Gather and copy every line of the material below that contains the string "stone". Matching is case-sensitive.

## BEGIN Dataset

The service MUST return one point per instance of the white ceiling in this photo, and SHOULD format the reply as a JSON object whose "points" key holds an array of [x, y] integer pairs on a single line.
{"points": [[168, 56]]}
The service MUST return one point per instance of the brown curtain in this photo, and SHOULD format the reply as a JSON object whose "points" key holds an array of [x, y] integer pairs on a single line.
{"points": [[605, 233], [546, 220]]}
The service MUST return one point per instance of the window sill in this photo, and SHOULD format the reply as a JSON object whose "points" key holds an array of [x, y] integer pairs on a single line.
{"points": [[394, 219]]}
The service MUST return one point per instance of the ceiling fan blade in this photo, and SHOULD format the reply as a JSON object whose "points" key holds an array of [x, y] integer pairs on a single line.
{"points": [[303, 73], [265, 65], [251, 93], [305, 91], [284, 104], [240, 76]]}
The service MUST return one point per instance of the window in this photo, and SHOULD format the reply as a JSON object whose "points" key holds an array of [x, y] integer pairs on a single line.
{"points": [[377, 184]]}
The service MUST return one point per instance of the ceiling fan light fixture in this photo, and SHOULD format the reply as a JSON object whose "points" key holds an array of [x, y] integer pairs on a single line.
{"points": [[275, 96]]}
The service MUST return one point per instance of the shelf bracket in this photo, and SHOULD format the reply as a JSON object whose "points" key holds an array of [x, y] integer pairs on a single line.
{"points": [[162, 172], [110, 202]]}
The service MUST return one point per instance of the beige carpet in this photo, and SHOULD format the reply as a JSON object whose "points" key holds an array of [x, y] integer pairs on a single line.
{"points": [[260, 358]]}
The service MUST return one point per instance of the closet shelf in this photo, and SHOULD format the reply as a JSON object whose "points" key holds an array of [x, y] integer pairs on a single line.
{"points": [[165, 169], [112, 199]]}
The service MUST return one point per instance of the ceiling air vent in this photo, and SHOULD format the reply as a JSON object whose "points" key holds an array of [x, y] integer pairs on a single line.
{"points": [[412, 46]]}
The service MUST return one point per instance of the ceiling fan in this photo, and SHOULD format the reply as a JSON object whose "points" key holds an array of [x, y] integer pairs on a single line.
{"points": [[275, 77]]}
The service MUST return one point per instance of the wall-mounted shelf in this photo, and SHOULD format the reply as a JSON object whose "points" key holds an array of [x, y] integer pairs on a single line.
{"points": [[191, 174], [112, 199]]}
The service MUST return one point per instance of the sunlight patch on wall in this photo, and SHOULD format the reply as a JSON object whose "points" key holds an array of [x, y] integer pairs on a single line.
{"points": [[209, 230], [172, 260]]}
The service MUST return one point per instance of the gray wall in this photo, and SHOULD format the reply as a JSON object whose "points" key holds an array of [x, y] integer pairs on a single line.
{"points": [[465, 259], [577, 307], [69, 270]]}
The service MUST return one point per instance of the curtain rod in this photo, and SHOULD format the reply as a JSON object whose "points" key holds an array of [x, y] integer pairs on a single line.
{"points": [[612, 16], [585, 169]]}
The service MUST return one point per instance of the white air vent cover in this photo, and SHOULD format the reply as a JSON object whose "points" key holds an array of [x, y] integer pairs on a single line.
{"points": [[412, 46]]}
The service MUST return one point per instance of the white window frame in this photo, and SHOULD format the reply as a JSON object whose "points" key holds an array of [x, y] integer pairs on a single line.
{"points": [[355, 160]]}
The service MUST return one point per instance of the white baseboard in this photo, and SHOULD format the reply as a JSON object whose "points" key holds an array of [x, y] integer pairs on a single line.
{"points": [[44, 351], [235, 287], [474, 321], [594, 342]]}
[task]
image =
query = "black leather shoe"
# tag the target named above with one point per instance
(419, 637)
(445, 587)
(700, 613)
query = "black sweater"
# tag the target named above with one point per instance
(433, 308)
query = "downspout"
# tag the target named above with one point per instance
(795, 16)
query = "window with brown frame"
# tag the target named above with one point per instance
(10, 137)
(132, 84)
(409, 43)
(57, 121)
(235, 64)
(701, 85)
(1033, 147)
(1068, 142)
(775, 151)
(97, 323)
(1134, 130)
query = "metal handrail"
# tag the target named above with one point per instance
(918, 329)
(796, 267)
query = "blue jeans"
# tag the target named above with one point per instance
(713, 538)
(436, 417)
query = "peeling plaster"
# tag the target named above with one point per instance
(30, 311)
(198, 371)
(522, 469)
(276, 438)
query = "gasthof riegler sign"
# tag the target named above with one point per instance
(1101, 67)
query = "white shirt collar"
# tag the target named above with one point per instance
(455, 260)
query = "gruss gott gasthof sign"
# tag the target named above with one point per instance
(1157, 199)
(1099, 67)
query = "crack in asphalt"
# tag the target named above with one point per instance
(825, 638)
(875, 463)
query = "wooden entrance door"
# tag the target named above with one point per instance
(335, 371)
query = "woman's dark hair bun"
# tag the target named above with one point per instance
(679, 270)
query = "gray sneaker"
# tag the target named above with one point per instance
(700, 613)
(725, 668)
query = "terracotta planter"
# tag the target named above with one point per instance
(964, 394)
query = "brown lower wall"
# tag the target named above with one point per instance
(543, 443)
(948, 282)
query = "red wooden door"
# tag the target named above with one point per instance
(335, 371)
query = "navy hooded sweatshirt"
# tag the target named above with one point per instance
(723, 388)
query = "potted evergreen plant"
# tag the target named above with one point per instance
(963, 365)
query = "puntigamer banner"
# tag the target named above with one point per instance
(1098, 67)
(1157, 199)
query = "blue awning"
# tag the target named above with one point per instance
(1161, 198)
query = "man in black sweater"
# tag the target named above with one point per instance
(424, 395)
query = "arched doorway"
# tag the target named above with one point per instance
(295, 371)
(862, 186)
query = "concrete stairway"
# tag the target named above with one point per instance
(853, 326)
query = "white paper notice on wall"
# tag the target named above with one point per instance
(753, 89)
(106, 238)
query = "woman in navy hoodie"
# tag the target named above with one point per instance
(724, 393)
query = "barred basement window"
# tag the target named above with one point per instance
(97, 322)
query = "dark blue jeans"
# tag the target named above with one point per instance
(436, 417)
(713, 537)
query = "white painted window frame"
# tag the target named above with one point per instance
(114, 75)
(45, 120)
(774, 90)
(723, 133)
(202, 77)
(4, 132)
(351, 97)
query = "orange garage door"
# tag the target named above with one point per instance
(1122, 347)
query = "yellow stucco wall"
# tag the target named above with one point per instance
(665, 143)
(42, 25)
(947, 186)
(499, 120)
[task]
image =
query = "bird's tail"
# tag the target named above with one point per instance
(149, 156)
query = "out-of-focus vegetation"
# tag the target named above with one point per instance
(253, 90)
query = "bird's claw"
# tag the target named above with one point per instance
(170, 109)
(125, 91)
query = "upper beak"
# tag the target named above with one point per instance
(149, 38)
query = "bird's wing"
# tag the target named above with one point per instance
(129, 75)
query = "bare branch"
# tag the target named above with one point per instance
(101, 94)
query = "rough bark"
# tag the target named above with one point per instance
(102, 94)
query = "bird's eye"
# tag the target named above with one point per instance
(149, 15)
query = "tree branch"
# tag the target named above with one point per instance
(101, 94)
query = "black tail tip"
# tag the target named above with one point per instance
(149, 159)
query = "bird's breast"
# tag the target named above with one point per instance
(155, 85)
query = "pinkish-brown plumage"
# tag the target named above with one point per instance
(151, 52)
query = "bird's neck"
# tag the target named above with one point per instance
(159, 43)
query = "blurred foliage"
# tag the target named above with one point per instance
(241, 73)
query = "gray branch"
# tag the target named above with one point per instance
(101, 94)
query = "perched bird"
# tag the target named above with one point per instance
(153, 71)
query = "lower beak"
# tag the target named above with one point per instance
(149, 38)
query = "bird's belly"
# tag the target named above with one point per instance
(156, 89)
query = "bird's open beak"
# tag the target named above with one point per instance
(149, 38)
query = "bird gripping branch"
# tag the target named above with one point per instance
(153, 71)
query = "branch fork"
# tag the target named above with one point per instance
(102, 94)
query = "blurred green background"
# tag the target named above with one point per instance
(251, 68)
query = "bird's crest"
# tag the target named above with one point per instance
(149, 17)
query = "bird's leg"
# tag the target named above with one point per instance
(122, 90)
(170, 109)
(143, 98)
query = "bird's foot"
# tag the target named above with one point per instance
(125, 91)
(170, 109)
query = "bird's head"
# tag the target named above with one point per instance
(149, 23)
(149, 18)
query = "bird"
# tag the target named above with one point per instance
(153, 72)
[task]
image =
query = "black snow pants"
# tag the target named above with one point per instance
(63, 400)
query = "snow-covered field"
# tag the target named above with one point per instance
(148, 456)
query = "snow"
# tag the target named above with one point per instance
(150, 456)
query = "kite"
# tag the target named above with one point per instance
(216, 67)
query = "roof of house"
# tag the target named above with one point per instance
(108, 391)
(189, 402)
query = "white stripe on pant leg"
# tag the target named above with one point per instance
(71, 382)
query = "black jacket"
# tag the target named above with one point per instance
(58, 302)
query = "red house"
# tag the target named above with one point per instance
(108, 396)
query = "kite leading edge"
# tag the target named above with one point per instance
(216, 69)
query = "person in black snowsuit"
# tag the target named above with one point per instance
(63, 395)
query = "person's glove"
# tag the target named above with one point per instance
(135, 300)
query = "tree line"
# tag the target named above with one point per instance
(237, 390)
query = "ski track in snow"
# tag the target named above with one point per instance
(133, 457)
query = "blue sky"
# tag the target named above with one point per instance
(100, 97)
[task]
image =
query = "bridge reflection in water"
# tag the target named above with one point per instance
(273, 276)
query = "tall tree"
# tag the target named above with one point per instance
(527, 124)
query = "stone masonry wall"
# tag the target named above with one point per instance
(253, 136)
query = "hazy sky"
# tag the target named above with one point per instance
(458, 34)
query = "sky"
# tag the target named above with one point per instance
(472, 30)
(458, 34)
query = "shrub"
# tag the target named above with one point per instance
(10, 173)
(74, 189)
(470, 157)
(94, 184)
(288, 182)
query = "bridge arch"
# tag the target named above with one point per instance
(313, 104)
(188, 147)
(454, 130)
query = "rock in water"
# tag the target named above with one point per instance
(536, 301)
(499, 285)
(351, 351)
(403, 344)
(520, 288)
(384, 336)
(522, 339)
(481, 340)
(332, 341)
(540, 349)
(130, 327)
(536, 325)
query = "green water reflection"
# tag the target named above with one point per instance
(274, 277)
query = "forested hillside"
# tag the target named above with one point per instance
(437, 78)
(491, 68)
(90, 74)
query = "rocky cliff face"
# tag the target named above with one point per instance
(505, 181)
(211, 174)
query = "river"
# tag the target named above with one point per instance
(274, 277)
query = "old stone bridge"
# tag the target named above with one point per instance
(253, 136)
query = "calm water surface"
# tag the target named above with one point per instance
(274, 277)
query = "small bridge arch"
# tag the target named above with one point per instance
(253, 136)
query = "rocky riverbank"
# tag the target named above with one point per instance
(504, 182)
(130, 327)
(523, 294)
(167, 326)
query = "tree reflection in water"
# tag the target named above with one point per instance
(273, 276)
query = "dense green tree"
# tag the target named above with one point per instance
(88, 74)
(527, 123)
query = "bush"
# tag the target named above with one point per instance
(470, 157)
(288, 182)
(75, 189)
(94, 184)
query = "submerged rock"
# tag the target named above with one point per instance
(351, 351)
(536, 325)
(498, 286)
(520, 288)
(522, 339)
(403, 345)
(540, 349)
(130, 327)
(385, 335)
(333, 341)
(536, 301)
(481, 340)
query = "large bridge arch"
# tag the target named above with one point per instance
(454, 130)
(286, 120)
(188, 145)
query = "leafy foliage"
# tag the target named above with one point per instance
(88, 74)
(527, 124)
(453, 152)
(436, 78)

## END Dataset

(The answer):
query = "stone masonry wall"
query = "old stone bridge"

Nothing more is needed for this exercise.